PAGE EXTRACT
........
Section for Scientific Computing
We define scientific computing as the combined interdisciplinary activity bridging applications, matematical modeling, theory, and the associated numerical algorithms and their implementations.
We define scientific computing as the combined interdisciplinary activity bridging applications, matematical modeling, theory, and the associated numerical algorithms and their implementations.
In other words: Scientific Computing is the science of using computers and mathematics to solve problems from science and engineering. The challenging problems facing society and science today requires sophisticated mathematical methods and computational algorithms as well as the use of modern computer architectures. We develop both.
This sections expertise includes many of the aspects of Scientific Computing: from the modeling of physical phenomena to developing, analyzing, and implementing methodologies for the solution of real-life problems.
Uncertainty Quantification (UQ) is a branch of scientific computing where we characterize and study the sensitivity of a solution considering errors and inaccuracies in the data, models, algorithms, etc. The systematic quantification of the uncertainties affecting computer models and the characterization of the uncertainty of their outcomes are critical for engineering design and analysis, where risks must be reduced as much as possible. Uncertainties stem naturally from our limitations in measurements, predictions, and manufacturing. In numerical computations, the curse of dimensionality is a problem that afflicts many problems. One approach to dealing with this is to use novel and efficient spectral (high order) algorithms. In the CUQI project we develop the mathematical, statistical, and computational framework for applying UQ to inverse problems such as deconvolution, image deblurring, tomographic imaging, source reconstruction, and fault inspection. The goal is to create a computational platform, suited for non-experts, which can be used by many different industrial and academic end users.
........
DATASET EXCERPT

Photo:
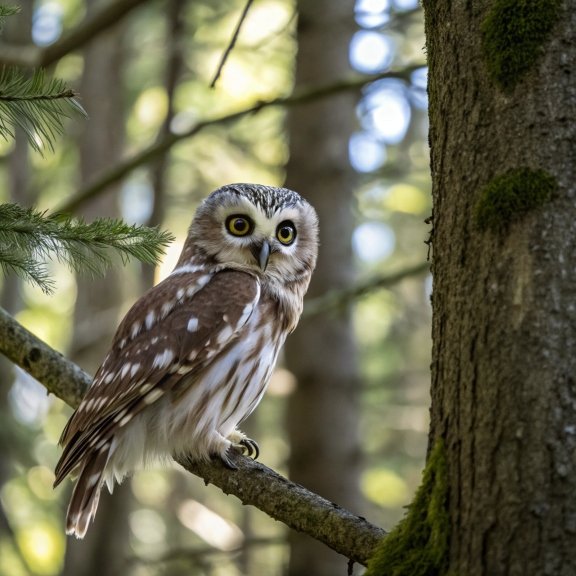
........
THINGS TO DO
1 – Could you rewrite the part of the scientific computing section that opens with "In other words: Scientific" and closes with "of real-life problems.", renaming "computer architectures" to "hardware platforms"?
2 – How would the scientific computing section go on after its last sentence? Write the next part.
The data has no connection to the scientific computing section.

EXPECTED OUTPUTS
1 –
In other words: Scientific Computing is the science of using computers and mathematics to solve problems from science and engineering. The challenging problems facing society and science today requires sophisticated mathematical methods and computational algorithms as well as the use of modern hardware platforms. We develop both.
This sections expertise includes many of the aspects of Scientific Computing: from the modeling of physical phenomena to developing, analyzing, and implementing methodologies for the solution of real-life problems.

2 –
Allan Peter Engsig-Karup Associate professor
Per Christian Hansen Professor
Inverse problems arise in areas like tomography when reconstructing the interior structures of an object from x-ray measurements. In inverse problems it is not possible to observe a phenomenon directly, only the indirect effect of the phenomenon can be measured. In order to solve the inverse problem, we need a mathematical model that allows us to determine the effect if we know the phenomenon. Such models are typically given in terms of differential or integral equations. Solutions to inverse problems are extremely sensitive to errors in the data, and there may not be a unique solution to the problem. It is therefore necessary to use prior information to compute stable unique solutions through the use of regularization algorithms. Our current research focuses on various kinds of tomography, large-scale iterative algorithms, imaging, and paradigms for the incorporation of all relevant prior information in the reconstruction.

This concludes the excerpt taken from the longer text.